== PASSAGE PROVIDED ==
Segment Open
Wintry Sting chills Fourth of July concert...
It was the Fourth of July Weekend, but Sting didn't seem to be in a summery mood as he began his Friday night concert in Camden. ''I'm as dark as December, I'm as cold as the man in the moon,'' he sang in the show's first song, 'The Hounds of Winter'.
A few songs later, he reminded the crowd that in his home country, England, people don't set off fireworks on the Fourth of July. ''They stay home and grumble,'' he said.
The former Police frontman, who shared a double bill with Natalie Merchant at the Blockbuster-Sony Music Entertainment Centre, didn't spend the whole night in a downbeat mood: The show included rousing versions of songs like 'Synchronicity II', 'When the World Is Running Down You Make the Best of What's Still Around' and 'Demolition Man', and solid performances of Police classics like 'Every Breath You Take' and 'Roxanne'. But it was hardly a feel-good extravaganza either. A surprisingly magic-less 'Every Little Thing She Does Is Magic' epitomized its worst tendencies. The Police's version of this song was instrumentally complex, but still exuberant. Sting's current band drummer Vinnie Colaiuta, guitarist Dominic Miller, keyboardist Kenny Kirkland and horn players Butch Thomas and Clark Gayton drained the life out of it, ambitiously adding polyrhythms and skittering fills, but ignoring the sunny groove that made it a delight in the first place.
Throughout the show, Colaiuta showed disdain for simple, accessible grooves of any kind, playing busy patterns with harsh, clinical precision. This brand of playing may go down well in drum clinics, but Sting needs warmer playing to balance his cerebral instincts.
The show was also weighted down by songs from Sting's ponderous new album, 'Mercury Falling'. All the tricky 9/8 time of 'I Hung My Head' did was make the song sound stilted. 'Let Your Soul Be Your Pilot' and 'I Was Brought To My Senses' suffered from plodding rhythms and formulaic lyrics (e.g., ''I was blind, now I can see'').
Two songs from 'Mercury Falling', 'You Still Touch Me', a classically styled soul ballad, and the refreshingly breezy 'Lithium Sunset' fared better. And 'I'm So Happy I Can't Stop Crying', Sting's daring foray into country, became one of the show's most entertaining numbers when Sting invited an audience member to sing it with him. Delighted by his guest's guts and surprising vocal ability he had warned Sting he couldn't sing Sting played the warm, gracious host, letting his ''important artist'' guard down for a moment.
Sting also shined on 'Seven Days', reciting the storytelling lyrics with a touch of wry amusement, and ended the show with a graceful unplugged version of his ballad, 'Fragile'.
He gave generous soloing time to his adept sidemen, and especially Thomas and Gayton, who specialized in soprano sax and trombone, respectively, but also played a variety of other horn instruments. Both took plenty of solos, frequently walking to the front of the stage to stand beside Sting, and added to the onstage energy with their synchronized, high-stepping dancing.
Sting was unwise, though, to let Thomas rap in the middle of 'Englishman in New York'. The segment was out of place in this melancholy song, and came off as a desperate attempt to be hip.
Opening act Natalie Merchant, who will headline her own amphitheater shows later this summer, has found success as a recording artist after leaving the band 10,000 Maniacs, but presented a show that didn't approach the power of the Maniacs at their best.
Segment Closed
(Referring expression pointing data)
Segment Open
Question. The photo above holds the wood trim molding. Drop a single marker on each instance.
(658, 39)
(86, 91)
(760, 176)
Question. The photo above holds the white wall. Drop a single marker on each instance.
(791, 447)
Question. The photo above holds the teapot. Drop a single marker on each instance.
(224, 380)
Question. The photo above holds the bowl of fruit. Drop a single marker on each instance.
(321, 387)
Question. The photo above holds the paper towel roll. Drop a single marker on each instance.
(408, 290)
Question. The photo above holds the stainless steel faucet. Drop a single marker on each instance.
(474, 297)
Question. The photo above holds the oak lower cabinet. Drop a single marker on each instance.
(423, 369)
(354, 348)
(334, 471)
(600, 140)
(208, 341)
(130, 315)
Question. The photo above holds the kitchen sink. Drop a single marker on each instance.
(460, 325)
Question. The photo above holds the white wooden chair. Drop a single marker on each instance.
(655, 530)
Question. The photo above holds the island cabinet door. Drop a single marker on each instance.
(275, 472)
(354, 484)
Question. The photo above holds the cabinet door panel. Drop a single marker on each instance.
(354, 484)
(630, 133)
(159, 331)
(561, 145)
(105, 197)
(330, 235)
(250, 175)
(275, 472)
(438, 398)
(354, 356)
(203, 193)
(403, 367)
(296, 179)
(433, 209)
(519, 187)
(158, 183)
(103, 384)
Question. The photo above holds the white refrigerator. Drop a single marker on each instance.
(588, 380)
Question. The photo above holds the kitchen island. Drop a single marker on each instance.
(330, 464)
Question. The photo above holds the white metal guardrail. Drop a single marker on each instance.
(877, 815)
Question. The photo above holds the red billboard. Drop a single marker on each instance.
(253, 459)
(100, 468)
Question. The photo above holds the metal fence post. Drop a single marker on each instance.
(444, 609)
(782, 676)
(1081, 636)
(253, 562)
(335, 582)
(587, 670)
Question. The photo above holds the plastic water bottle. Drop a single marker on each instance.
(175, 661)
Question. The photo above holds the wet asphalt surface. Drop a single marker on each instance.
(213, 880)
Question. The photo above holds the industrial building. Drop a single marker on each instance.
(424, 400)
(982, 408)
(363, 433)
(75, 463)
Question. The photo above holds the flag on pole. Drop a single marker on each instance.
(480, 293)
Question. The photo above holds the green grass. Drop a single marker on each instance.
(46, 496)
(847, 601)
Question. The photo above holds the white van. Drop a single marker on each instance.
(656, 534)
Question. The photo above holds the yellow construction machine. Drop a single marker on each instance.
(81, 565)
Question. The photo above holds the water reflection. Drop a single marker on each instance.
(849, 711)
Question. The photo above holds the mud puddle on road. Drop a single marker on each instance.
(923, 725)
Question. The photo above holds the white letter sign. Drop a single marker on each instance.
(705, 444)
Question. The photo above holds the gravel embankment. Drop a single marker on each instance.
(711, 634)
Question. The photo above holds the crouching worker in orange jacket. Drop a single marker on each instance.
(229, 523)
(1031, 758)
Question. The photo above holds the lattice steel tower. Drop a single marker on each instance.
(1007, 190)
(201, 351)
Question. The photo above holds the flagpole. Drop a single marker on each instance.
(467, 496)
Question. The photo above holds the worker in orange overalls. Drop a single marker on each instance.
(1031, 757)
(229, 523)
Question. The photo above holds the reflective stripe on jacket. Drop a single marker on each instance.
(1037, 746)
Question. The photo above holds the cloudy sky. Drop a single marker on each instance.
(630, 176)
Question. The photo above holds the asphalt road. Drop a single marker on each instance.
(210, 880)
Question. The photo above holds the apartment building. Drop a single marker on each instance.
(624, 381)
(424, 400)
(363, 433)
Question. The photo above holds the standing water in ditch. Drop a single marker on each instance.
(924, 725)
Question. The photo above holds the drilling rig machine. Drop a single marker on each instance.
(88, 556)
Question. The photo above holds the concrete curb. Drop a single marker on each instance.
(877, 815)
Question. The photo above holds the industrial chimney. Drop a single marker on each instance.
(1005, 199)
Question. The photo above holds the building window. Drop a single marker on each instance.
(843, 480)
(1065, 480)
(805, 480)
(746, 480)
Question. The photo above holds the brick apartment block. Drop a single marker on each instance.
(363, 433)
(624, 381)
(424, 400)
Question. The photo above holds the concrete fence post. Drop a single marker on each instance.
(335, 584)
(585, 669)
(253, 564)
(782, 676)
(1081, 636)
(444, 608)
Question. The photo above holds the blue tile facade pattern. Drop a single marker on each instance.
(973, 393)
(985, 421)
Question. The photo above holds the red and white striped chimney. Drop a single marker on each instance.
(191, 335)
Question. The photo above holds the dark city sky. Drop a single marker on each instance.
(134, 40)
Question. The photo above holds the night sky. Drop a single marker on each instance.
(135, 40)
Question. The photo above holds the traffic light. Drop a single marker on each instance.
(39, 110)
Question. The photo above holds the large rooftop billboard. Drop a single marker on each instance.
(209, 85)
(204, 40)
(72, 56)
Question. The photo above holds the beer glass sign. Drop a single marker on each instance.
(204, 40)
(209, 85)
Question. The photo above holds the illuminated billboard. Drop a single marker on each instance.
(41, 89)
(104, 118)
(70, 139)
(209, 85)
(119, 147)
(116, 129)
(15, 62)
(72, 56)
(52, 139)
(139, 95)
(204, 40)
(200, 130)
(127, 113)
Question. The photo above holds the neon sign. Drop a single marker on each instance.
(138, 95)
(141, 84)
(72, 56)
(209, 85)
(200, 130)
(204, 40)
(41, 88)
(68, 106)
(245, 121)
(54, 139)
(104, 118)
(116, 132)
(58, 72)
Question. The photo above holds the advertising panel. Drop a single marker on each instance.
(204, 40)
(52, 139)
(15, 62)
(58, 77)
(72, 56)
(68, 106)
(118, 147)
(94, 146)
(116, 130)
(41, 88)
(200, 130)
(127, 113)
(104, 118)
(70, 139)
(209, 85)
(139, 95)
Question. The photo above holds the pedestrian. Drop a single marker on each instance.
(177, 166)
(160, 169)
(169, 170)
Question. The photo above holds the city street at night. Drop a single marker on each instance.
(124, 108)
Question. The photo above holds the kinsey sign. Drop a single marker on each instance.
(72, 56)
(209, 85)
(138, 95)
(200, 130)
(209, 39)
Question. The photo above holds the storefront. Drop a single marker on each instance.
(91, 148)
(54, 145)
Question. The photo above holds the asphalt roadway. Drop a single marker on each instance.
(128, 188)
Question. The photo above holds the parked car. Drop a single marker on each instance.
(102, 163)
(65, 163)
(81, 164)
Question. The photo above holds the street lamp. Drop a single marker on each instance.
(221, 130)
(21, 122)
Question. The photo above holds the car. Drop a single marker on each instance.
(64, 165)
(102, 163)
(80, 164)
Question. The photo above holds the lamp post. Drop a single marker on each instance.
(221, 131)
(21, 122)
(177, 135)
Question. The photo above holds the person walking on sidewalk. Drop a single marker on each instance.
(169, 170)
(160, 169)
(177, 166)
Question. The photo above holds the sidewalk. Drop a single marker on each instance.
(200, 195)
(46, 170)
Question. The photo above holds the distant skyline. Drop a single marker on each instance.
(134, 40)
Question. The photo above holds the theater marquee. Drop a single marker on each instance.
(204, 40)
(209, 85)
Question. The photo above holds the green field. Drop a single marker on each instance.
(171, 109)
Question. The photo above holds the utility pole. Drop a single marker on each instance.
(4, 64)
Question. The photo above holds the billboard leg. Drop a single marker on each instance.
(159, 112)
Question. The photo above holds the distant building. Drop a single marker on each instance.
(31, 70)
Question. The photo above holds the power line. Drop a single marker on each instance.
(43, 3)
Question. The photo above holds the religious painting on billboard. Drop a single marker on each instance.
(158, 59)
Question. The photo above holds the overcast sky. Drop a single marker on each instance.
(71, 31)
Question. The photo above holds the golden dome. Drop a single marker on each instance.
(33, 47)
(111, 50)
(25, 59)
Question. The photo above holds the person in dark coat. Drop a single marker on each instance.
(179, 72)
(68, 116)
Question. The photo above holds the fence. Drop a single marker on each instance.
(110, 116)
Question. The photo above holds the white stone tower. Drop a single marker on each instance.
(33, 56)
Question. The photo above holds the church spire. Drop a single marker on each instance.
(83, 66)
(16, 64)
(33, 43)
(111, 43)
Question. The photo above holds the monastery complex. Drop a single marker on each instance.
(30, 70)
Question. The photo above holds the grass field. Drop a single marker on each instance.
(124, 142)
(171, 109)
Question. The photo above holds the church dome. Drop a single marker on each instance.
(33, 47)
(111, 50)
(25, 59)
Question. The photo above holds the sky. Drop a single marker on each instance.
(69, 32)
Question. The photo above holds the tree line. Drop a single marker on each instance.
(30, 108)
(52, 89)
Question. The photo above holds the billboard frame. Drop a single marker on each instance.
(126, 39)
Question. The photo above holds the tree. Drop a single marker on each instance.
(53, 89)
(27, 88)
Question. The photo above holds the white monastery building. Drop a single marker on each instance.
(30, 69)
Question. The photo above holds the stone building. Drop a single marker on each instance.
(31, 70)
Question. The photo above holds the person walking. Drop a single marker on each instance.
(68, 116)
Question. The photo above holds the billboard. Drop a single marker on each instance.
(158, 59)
Segment Closed
== EXERCISE SET ==
• a. Copy the stretch of the Sting concert review from "Sting also shined" through "attempt to be hip.".
• b. In the Sting concert review above, what is the name of Sting's new album?
• c. List every musician the Sting concert review names as part of Sting's current band.

== SOLUTIONS TO THE EXERCISE ==
• a.
Sting also shined on 'Seven Days', reciting the storytelling lyrics with a touch of wry amusement, and ended the show with a graceful unplugged version of his ballad, 'Fragile'.
He gave generous soloing time to his adept sidemen, and especially Thomas and Gayton, who specialized in soprano sax and trombone, respectively, but also played a variety of other horn instruments. Both took plenty of solos, frequently walking to the front of the stage to stand beside Sting, and added to the onstage energy with their synchronized, high-stepping dancing.
Sting was unwise, though, to let Thomas rap in the middle of 'Englishman in New York'. The segment was out of place in this melancholy song, and came off as a desperate attempt to be hip.

• b. 'Mercury Falling'

• c. Vinnie Colaiuta (drums), Dominic Miller (guitar), Kenny Kirkland (keyboards), Butch Thomas (horns), Clark Gayton (horns)